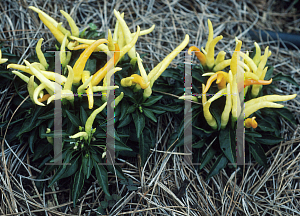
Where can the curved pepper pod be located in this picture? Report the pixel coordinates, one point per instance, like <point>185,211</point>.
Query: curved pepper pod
<point>198,54</point>
<point>1,59</point>
<point>90,120</point>
<point>51,85</point>
<point>40,54</point>
<point>100,74</point>
<point>207,115</point>
<point>256,58</point>
<point>48,74</point>
<point>210,60</point>
<point>67,94</point>
<point>101,47</point>
<point>81,61</point>
<point>148,90</point>
<point>250,122</point>
<point>253,108</point>
<point>89,88</point>
<point>221,77</point>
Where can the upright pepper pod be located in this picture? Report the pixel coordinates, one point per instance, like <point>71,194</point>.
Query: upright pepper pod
<point>40,54</point>
<point>80,63</point>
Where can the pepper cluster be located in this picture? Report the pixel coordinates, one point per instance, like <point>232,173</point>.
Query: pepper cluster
<point>249,72</point>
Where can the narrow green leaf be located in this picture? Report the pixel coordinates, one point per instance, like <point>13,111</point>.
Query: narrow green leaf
══════════
• Your task
Copy all of the material above word for word, omitting the pictures.

• Correct result
Where can the curved pepper pod be located in this picture? Report the pixel coordinates, one point per instance, like <point>185,211</point>.
Query: curved pepper pod
<point>198,54</point>
<point>1,59</point>
<point>90,120</point>
<point>51,85</point>
<point>40,54</point>
<point>100,74</point>
<point>207,115</point>
<point>256,58</point>
<point>48,74</point>
<point>210,60</point>
<point>67,94</point>
<point>101,47</point>
<point>81,61</point>
<point>148,90</point>
<point>250,122</point>
<point>253,108</point>
<point>89,88</point>
<point>221,77</point>
Where can the upright pepper pod be located in this picture? Report the pixel coordinates, one point per instance, like <point>71,194</point>.
Query: upright pepper pod
<point>40,54</point>
<point>80,63</point>
Where can the pepper cluster be located in this picture? Report the pixel coordinates, one point per instance, like <point>232,173</point>.
Query: pepper cluster
<point>249,72</point>
Where can the narrow green leaf be located in this picture? Report the pixel coordinates, one point per instance, like <point>13,111</point>.
Query: narrow green leaf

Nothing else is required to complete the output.